PROMPT: Copy the data below line for line, without any change, and leave out the pictures.

A run of data:

____

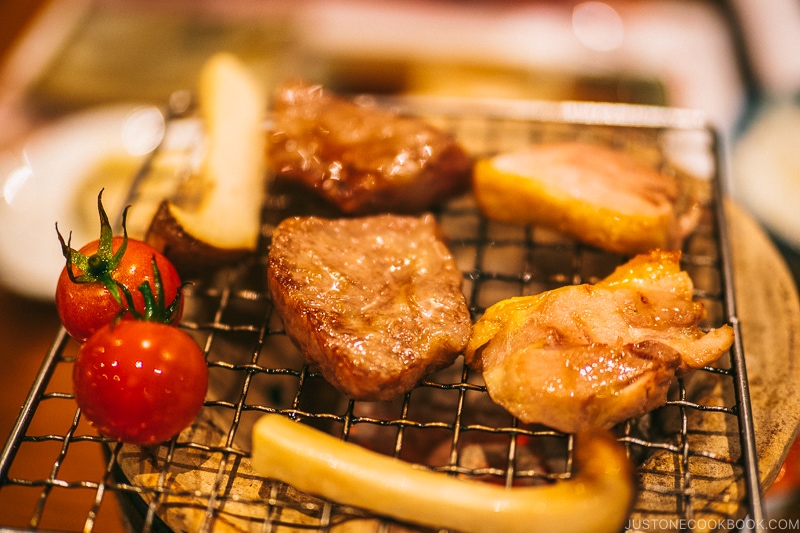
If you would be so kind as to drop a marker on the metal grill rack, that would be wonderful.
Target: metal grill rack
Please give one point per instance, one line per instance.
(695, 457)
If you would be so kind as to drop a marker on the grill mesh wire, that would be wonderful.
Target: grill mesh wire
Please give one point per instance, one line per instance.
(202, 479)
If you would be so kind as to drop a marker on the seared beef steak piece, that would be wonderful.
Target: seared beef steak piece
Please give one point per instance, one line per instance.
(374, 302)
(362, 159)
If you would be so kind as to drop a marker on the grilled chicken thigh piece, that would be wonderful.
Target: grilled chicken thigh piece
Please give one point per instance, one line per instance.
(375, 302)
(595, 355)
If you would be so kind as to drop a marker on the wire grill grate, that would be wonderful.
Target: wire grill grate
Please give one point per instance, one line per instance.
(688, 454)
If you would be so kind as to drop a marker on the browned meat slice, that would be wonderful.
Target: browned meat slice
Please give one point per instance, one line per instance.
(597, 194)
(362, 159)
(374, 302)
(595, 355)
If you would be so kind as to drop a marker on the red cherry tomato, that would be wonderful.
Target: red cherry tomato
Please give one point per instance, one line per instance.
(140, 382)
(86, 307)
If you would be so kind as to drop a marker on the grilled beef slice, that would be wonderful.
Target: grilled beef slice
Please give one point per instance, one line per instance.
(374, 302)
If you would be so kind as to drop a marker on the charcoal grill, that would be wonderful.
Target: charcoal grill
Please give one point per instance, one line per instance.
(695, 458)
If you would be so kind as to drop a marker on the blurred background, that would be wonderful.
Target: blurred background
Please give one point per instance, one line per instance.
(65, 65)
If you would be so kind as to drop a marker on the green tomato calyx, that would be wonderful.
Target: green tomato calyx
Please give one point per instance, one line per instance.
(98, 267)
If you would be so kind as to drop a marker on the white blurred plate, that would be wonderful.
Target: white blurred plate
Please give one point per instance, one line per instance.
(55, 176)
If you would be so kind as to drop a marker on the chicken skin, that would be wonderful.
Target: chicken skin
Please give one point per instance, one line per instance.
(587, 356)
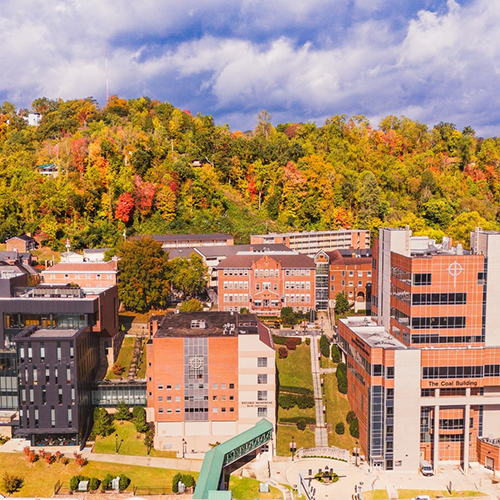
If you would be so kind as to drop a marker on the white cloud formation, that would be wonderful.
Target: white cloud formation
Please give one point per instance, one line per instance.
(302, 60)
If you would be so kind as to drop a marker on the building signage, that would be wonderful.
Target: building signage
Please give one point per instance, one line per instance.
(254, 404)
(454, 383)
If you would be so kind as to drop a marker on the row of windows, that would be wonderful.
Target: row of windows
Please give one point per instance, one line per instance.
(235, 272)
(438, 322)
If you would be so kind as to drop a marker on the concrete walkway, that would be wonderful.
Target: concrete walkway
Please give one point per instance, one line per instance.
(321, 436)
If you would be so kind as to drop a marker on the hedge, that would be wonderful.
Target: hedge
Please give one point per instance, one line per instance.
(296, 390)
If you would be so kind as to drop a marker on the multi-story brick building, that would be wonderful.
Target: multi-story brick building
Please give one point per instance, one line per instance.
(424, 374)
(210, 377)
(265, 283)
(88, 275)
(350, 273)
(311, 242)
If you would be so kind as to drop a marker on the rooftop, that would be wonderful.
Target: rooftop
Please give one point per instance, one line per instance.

____

RESULT FOR THIS TASK:
If you would be so kind as to drop a marker on the metal grill rack, that would be wonderful.
Target: metal grill rack
Please give one point per instance, one line per instance.
(695, 457)
If you would be so kind as to drop a marker on the grill mesh wire, that would be wonderful.
Target: grill mesh wire
Please give one point per instance, one line per instance.
(202, 479)
If you would be so kind as to drop a marker on the seared beef steak piece, that would be wonderful.
Target: seared beef steak piece
Please give one point per instance, one line per instance.
(374, 302)
(362, 159)
If you would be so kind as to drop a marker on the grilled chicken thigh piece, that would be wonderful.
Target: grilled chicken thigh piece
Please give one point per instance, one line per instance.
(375, 302)
(595, 355)
If you would be so kind as to drop a marker on the wire grill grate, that would be wonderful.
Target: wire grill grate
Please give one point per instance, one line per instance.
(688, 454)
If you would be so kind as to drop a marker on the browned meat slice, that would be wonderful.
Target: browned meat slice
Please give one point per instance, one line per instance.
(597, 194)
(362, 159)
(374, 302)
(595, 355)
If you would be so kind as to drop a marker on the red cherry tomato, that would be wonderful.
Target: red cherry tomato
Please give one point per instance, one line per instance.
(140, 382)
(86, 307)
If you would be so kind as to drop a marker on the grilled beef slice, that would be wonderful.
Target: grilled beef slice
Please give one point per instance, one line per instance.
(374, 302)
If you would be so kind as to drop a marker on the charcoal grill, that would be wonderful.
Target: charcoal grill
Please give one point per instance, one line per instance.
(695, 458)
If you would be so kind as to drop a marker on the blurred background, that would be wonderful.
Target: blurred background
Please give one point per instance, one line per instance.
(65, 65)
If you would be so kind as to drop a marker on the green tomato calyx, that would be wonderful.
Target: green tomato calyx
Please give one point per instance, one line per instance.
(98, 267)
If you would be so kind as to drop a marker on the white blurred plate, that would be wonderful.
Target: white blurred plate
Please give one point per instance, one line per instance.
(55, 176)
If you would be so kind as to drop a marker on the chicken skin, that would be wonderful.
Target: chicken skin
Please give one point per instance, one line per instance.
(587, 356)
If you would be so kind as to drop a marker on the white cloud formation, that would be wonderful.
Target: white cloud formation
Please give one point per instance, one line per instance.
(302, 60)
If you would be so kind as to drop a marker on the building signage, that would be wonderful.
Target: building signage
Please give one point per instance, one line per instance.
(254, 404)
(454, 383)
If you would be so kind as to drop a marker on the row of windows, that would be wonderful.
Target: row of windows
Please give one point per instance, one line per instance.
(235, 272)
(438, 322)
If you would be so kind as to drop a marker on the concrete walkway, that would be wonderful.
Target: concrete walkway
Please give one point per instance, one line per instance.
(321, 436)
If you would be so kind as to drop a marker on the hedge, that would be wonderful.
Target: hedge
Please give one point per instance, one line per instance.
(296, 390)
If you would be so kind as to drop a marker on the multi-story brick building, that would be wonderful.
Target: multi-story brick building
Please give one point per instance, one line per instance.
(424, 374)
(210, 377)
(265, 283)
(88, 275)
(350, 273)
(311, 242)
If you would be so kind as to drop a marker on the rooftop, that would be wonderful.
Target: rooftop
Please give one point per instance, one line per instance.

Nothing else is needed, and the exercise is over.